Output the listing exactly as written, apart from its pictures.
Segment Start: Material shown
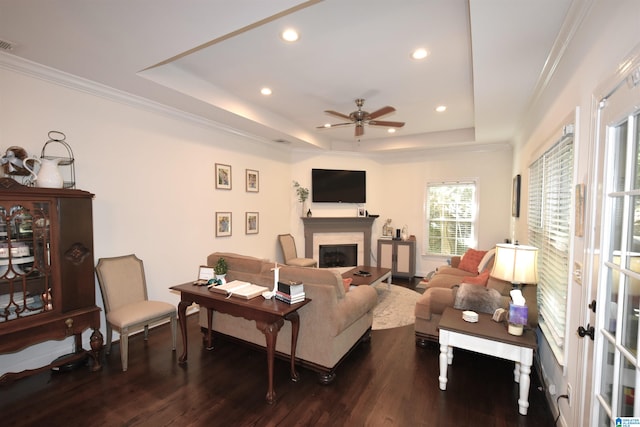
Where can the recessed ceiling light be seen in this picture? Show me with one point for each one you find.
(420, 53)
(290, 35)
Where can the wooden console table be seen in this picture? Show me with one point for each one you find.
(268, 314)
(490, 338)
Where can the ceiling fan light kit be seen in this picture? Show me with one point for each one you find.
(360, 117)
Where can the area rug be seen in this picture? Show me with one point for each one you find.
(395, 307)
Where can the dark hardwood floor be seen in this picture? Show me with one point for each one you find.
(387, 382)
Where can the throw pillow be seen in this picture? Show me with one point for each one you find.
(471, 260)
(477, 298)
(485, 261)
(481, 280)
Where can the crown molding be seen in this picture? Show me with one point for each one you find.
(578, 10)
(32, 69)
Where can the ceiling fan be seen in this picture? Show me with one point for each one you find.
(361, 118)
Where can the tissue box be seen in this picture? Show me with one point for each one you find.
(517, 318)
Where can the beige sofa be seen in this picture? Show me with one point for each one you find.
(331, 325)
(441, 293)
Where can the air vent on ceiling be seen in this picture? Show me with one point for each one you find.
(5, 45)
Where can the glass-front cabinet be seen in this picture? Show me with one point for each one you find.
(47, 285)
(25, 263)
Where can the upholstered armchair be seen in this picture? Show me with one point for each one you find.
(290, 254)
(127, 307)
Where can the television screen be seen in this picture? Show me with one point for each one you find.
(338, 186)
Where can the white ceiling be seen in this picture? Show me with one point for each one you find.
(210, 58)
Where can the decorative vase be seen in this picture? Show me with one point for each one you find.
(48, 176)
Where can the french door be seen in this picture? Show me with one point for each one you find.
(616, 369)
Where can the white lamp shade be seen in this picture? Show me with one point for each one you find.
(516, 264)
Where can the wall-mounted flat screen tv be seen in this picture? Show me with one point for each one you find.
(338, 186)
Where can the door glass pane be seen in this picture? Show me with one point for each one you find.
(611, 309)
(606, 385)
(615, 230)
(626, 384)
(620, 156)
(629, 337)
(637, 164)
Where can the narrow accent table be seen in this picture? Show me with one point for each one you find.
(490, 338)
(269, 316)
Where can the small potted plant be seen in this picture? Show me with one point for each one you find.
(220, 269)
(303, 194)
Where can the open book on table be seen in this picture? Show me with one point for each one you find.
(240, 289)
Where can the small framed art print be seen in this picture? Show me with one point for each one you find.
(223, 177)
(253, 181)
(223, 224)
(252, 220)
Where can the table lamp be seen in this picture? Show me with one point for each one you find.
(518, 265)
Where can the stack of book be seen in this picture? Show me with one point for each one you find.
(291, 293)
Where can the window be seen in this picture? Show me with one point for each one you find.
(549, 223)
(450, 218)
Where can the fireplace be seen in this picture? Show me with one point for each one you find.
(332, 231)
(338, 255)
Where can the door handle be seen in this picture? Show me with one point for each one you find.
(590, 330)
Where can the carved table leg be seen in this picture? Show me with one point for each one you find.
(182, 318)
(209, 327)
(270, 332)
(294, 318)
(96, 342)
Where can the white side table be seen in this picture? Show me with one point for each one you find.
(490, 338)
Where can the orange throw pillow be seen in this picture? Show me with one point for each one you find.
(481, 280)
(471, 260)
(347, 282)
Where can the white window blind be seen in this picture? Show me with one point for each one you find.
(549, 226)
(450, 218)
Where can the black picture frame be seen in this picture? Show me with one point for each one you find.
(515, 197)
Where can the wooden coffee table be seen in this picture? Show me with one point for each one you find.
(378, 275)
(490, 338)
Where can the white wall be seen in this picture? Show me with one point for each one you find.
(152, 173)
(606, 37)
(153, 179)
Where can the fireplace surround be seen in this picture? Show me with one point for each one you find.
(319, 225)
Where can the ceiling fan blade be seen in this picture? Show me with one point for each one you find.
(335, 113)
(329, 125)
(381, 112)
(386, 123)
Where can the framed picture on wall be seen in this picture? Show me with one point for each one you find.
(253, 181)
(515, 198)
(251, 224)
(223, 224)
(223, 177)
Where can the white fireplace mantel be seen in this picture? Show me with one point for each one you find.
(313, 225)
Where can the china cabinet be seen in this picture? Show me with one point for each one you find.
(399, 256)
(47, 286)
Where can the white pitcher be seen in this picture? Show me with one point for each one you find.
(48, 176)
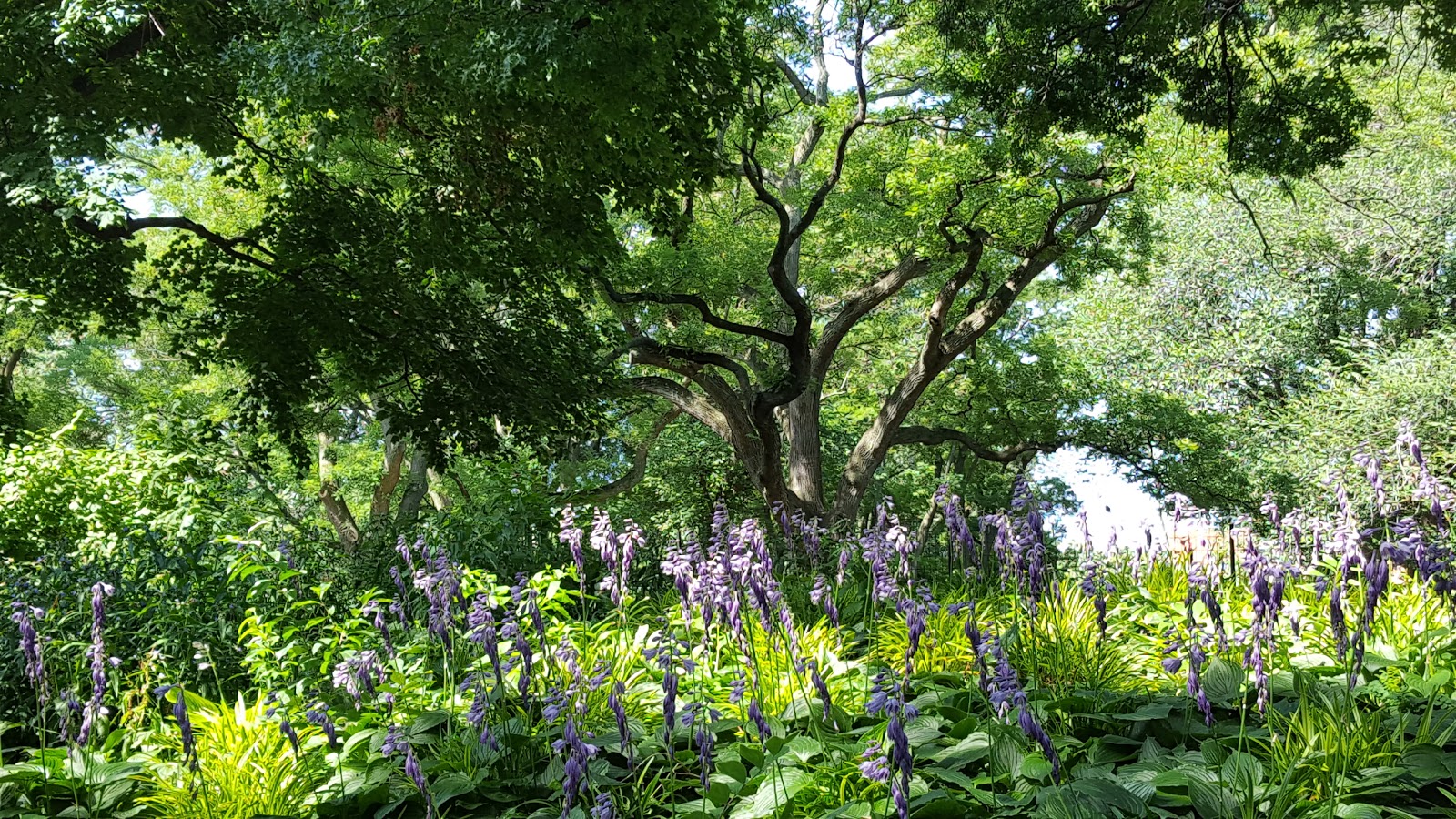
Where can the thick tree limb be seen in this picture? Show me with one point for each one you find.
(334, 506)
(130, 227)
(698, 303)
(1055, 242)
(642, 346)
(684, 399)
(637, 472)
(795, 80)
(861, 303)
(935, 436)
(389, 475)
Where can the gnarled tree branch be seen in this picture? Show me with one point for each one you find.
(936, 436)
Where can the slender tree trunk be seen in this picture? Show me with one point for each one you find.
(334, 508)
(415, 490)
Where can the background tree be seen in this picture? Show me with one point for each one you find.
(977, 152)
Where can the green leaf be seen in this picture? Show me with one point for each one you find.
(970, 749)
(450, 785)
(801, 748)
(427, 720)
(1036, 767)
(1242, 771)
(1212, 800)
(1213, 753)
(954, 777)
(1111, 793)
(1222, 681)
(1149, 712)
(775, 792)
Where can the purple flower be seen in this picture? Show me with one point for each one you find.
(822, 688)
(958, 530)
(393, 742)
(319, 716)
(571, 535)
(184, 722)
(98, 654)
(577, 753)
(399, 605)
(621, 713)
(875, 765)
(1196, 661)
(822, 596)
(70, 705)
(812, 535)
(286, 729)
(759, 720)
(33, 649)
(439, 581)
(359, 675)
(679, 564)
(1033, 729)
(669, 704)
(405, 552)
(705, 742)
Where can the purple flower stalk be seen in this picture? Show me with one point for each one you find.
(621, 713)
(33, 649)
(571, 535)
(759, 720)
(184, 723)
(822, 688)
(319, 716)
(577, 753)
(875, 765)
(98, 654)
(399, 605)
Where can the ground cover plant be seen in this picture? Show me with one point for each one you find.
(776, 669)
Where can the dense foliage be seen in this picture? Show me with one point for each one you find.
(601, 409)
(776, 671)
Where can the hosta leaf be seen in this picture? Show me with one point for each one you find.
(1213, 753)
(967, 751)
(1212, 800)
(1222, 681)
(954, 777)
(801, 748)
(450, 785)
(1111, 793)
(1149, 712)
(1242, 771)
(427, 720)
(775, 792)
(1036, 767)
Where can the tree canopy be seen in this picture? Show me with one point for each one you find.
(798, 254)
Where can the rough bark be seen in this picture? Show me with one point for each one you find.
(334, 506)
(775, 428)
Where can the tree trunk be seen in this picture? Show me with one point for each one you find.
Segment End: Material shown
▶ _Answer to this exercise_:
Where can the recessed ceiling light be seen in this picture? Show me with one point for each one you find.
(420, 53)
(290, 35)
Where can the wooden console table be seen in this picture? Show me with one point for each one you find.
(268, 314)
(490, 338)
Where can the ceiling fan light kit be seen in this picture? Show me with one point for each one you find.
(360, 117)
Where can the area rug be seen in this picture? Show me with one point for each one you find.
(395, 307)
Where can the dark hardwood floor be seen in this picture? Show me with one point for each one you find.
(387, 382)
Where can the throw pillow be seen in this picture? Show me with one point for each one you find.
(471, 260)
(477, 298)
(485, 261)
(481, 280)
Where can the crown molding be seen in this picture? Show me with one point for each one you find.
(578, 10)
(32, 69)
Where can the ceiling fan be seen in this picture? Show me with one point for each one you find.
(361, 118)
Where can the tissue box be seen in this picture? Show me with one point for each one you find.
(517, 318)
Where can the beige sofa be seen in this picture? Show me with one point for each one you find.
(331, 325)
(441, 293)
Where can the air vent on ceiling be seen in this picture? Show me with one point for each one you find.
(5, 45)
Where can the glass-front cabinet be seen in this picture? Show me with one point for each one you find.
(47, 285)
(25, 263)
Where can the upholstered armchair be seen in this picture? Show me with one point for each one you find.
(290, 254)
(127, 307)
Where can the television screen be seen in this picture? Show me with one point for each one you find.
(338, 186)
Where can the white ceiling be seen in this picture? Show me with one point for each one you find.
(210, 58)
Where can the decorative vase be seen in this picture? Show me with one point for each one you find.
(48, 176)
Where can the french door be seen in this picture? Show me with one point for each one you find.
(616, 369)
Where can the white lamp shade be seen in this picture? Show me with one point for each one you find.
(516, 264)
Where can the wall-mounted flat screen tv be seen in this picture? Show me with one point for each one you find.
(338, 186)
Where can the door glass pane be seen in this picture? Show me with one point for each one you find.
(611, 309)
(606, 385)
(615, 230)
(626, 384)
(620, 156)
(629, 337)
(637, 164)
Where can the narrow accent table be seen in this picture? Show me with one point for each one you find.
(490, 338)
(269, 316)
Where can the small potted plant be seen in this picture? Show me with one point for each one you find.
(220, 269)
(303, 194)
Where can the open book on table be seen in this picture? Show me with one point for each one you find.
(240, 289)
Where can the small framed art print be seen in this picture? Show me with one point for each one you find.
(223, 177)
(253, 181)
(223, 224)
(252, 220)
Where can the table lamp be seen in this picture? Show me with one point for each one you find.
(518, 265)
Where can the stack of book be seen in this picture? Show me with one point for each one you find.
(291, 293)
Where can the window be seen in this picture? Show me with one point for each one you find.
(549, 223)
(450, 218)
Where can the fireplace be seen in this picture? Show me with one point for each one you find.
(332, 231)
(338, 255)
Where can the door handle be seen in this picture? Show me with one point for each one you find.
(590, 330)
Where can the carved table leg be seen in this picture? Show me with one point for each one you find.
(182, 318)
(209, 327)
(270, 332)
(294, 318)
(96, 342)
Where can the white side table be seen in this picture? Show me with one point for each one you find.
(490, 338)
Where can the orange throw pillow be seen in this picture? Show me with one point for each one you find.
(481, 280)
(471, 260)
(347, 282)
Where can the white window blind be seen in this picture? Show me with one point for each one you find.
(549, 226)
(450, 218)
Where can the black picture frame be seen in this picture? Show me with one point for each one you find.
(515, 197)
Where can the wooden coffee table be seen in this picture? Show me with one point for each one you find.
(378, 275)
(490, 338)
Where can the white wall be seen in this picture? Show me with one point for each one you find.
(152, 173)
(606, 37)
(153, 179)
Where can the fireplace surround be seen in this picture? Show me with one point for each one you find.
(319, 225)
Where can the ceiling fan blade be seen in this picture? Show me with one point for each one you find.
(335, 113)
(329, 125)
(381, 112)
(386, 123)
Where can the framed picture on wall be seen in this picture? Show me with one point for each one you find.
(253, 181)
(515, 198)
(251, 224)
(223, 224)
(223, 177)
Where can the white fireplace mantel be seen in this picture? Show me with one point for each one you find.
(313, 225)
Where can the china cabinet be seen in this picture? Show me with one point for each one you find.
(399, 256)
(47, 286)
Where can the white pitcher be seen in this picture? Show me with one point for each one you find.
(48, 176)
Where can the thick tree limb be seen in this picture? Show me with one point for each one you find.
(334, 506)
(130, 227)
(698, 303)
(1055, 242)
(642, 346)
(684, 399)
(637, 472)
(795, 80)
(861, 303)
(935, 436)
(389, 475)
Where can the gnarled tree branch be seen in this picture? Show me with one point for each one you find.
(936, 436)
Where can the slender tree trunk be seen in this picture? Show me with one point for each one you find.
(334, 508)
(415, 490)
Where can the background tree be seen in this picture? Show me with one point for each one you find.
(977, 152)
Where can the green leaf be seen in this picture? Show me with one point for each one you find.
(970, 749)
(450, 785)
(801, 748)
(427, 720)
(1036, 767)
(1242, 771)
(1212, 800)
(1213, 753)
(954, 777)
(1111, 793)
(1222, 681)
(1149, 712)
(775, 792)
Where can the purple flower be seen in this picture? Show me with one point for each one you find.
(822, 688)
(958, 530)
(393, 742)
(319, 716)
(571, 535)
(184, 722)
(98, 654)
(577, 753)
(399, 605)
(621, 713)
(875, 765)
(1196, 661)
(822, 596)
(70, 705)
(812, 535)
(286, 729)
(759, 720)
(33, 649)
(439, 581)
(359, 675)
(679, 564)
(1033, 729)
(669, 704)
(405, 552)
(705, 742)
Where can the purple flower stalk be seen in this picture? Show me with one point for each one you find.
(621, 713)
(33, 649)
(571, 535)
(759, 720)
(184, 723)
(822, 688)
(319, 716)
(577, 753)
(875, 765)
(98, 654)
(399, 605)
Where can the ground cover plant be seen in this picture? Show me with one point for each one you find.
(776, 669)
Where can the dense foliage be seen in this picture? Show me with one point for each one you find.
(601, 409)
(776, 671)
Where can the hosta leaf be seen in this picture? Show me with one point for each one you find.
(1213, 753)
(967, 751)
(1212, 800)
(1222, 681)
(954, 777)
(801, 748)
(450, 785)
(1111, 793)
(1149, 712)
(1242, 771)
(427, 720)
(775, 792)
(1036, 767)
Where can the tree canopy be seen in this picture? Show me with one point for each one you find.
(798, 254)
Where can the rough bark be seen in this picture? Show me with one point for each one you find.
(334, 506)
(775, 428)
Where can the tree trunk be seen in this picture? Show me with one point for each one you find.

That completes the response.